(Stored records)
▶
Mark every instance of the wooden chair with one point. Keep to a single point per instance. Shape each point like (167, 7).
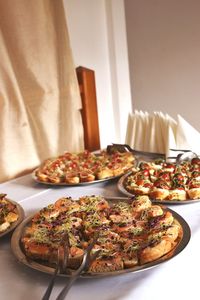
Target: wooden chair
(89, 112)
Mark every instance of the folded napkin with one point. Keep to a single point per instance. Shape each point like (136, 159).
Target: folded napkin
(159, 132)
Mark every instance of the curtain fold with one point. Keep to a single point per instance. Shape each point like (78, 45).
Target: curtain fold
(39, 95)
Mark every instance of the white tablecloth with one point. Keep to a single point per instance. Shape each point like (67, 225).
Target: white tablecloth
(177, 278)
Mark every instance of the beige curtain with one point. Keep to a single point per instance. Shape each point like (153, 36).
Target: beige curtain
(39, 95)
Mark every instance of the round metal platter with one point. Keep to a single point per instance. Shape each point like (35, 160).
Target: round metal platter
(20, 212)
(121, 187)
(74, 184)
(22, 258)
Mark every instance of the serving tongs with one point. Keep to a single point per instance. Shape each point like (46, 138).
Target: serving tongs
(62, 261)
(61, 264)
(126, 148)
(185, 155)
(88, 258)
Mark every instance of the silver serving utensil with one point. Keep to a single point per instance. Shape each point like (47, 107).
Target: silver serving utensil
(87, 260)
(187, 155)
(62, 261)
(126, 148)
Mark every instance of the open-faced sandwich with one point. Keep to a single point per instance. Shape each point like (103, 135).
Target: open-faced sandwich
(73, 168)
(130, 233)
(165, 181)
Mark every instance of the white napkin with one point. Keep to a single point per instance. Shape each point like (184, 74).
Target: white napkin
(187, 137)
(159, 132)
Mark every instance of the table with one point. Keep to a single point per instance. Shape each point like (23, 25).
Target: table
(178, 278)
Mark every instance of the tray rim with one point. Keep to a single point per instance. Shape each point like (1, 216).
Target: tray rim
(21, 215)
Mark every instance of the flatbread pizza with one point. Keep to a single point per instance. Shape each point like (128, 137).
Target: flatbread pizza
(130, 233)
(75, 168)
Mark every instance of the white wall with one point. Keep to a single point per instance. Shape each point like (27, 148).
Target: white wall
(98, 39)
(164, 56)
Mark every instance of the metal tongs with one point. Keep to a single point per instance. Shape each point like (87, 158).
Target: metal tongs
(62, 267)
(126, 148)
(86, 262)
(185, 155)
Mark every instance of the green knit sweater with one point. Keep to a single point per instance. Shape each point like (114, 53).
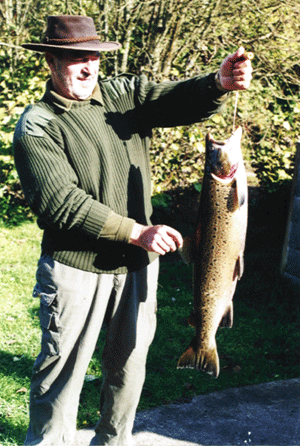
◀
## What you should do
Reprint each of the records exactly and skip the images.

## Written solution
Mark every instance of the wooden chair with one point. Keep to a single point per instance. Shape each point like (167, 7).
Target: wooden chair
(89, 112)
Mark every instance of the folded napkin with one point. Keep to a single point per instance. Shape each point like (136, 159).
Target: folded napkin
(159, 132)
Mark every instance of the curtain fold with one point. Keep to a single point per instance. Shape each point like (78, 45).
Target: curtain fold
(39, 95)
Mark every instance of the white tablecloth with one point. Keep to a single point per instance. Shape each point like (67, 225).
Target: white tablecloth
(177, 278)
Mark every instance of the beige curtain with one point. Keep to a single point per instance. Shape each point like (153, 36).
Target: beige curtain
(39, 95)
Mark every instance of the round metal platter with one point. Keep to a single point per instance. Shape each point like (35, 160).
Target: round metal platter
(20, 212)
(121, 187)
(74, 184)
(22, 258)
Mark every instance of the serving tongs with one point. Keep to a single point per instance. Shape each point like (46, 138).
Target: serving tongs
(62, 261)
(61, 264)
(126, 148)
(185, 155)
(88, 258)
Mark every instance of the silver serving utensil with one point. Keep to a single point per instance. Shape each point like (47, 107).
Target: silver serving utensil
(87, 260)
(187, 155)
(62, 261)
(126, 148)
Mark every instance of the open-faced sandwich with one point. Keep to a single point per instance. Shape each point like (103, 135).
Target: open-faced sandwich
(73, 168)
(130, 233)
(165, 181)
Mark every instance of the white napkin with one point. Keep to a single point per instance. Shape each point like (184, 74).
Target: white napkin
(187, 137)
(159, 132)
Mark every instance of the table with one point. Keep to a single point per instance. Shape each point like (23, 25).
Target: table
(178, 278)
Mark every instance of the tray rim with one point. Keep to a single point per instance. Shape each point like (1, 216).
Target: tray rim
(21, 215)
Mark every instance of the flatbread pizza with one point. Keep to a single point per instance. Shape each point like (128, 137).
Target: flatbread pizza
(130, 233)
(75, 168)
Mark every instance of the white wall with one point. Keep to a single point per instance. Shape each point like (27, 148).
Target: white wall
(98, 39)
(164, 56)
Mark every instance of the metal tongs with one point. Keep to a single point per instance. Shape each point like (87, 158).
Target: metal tongs
(62, 267)
(126, 148)
(86, 262)
(185, 155)
Mark every instance of the green knit sweater with one point. Keep to a single point per instance. Shape each point like (114, 53).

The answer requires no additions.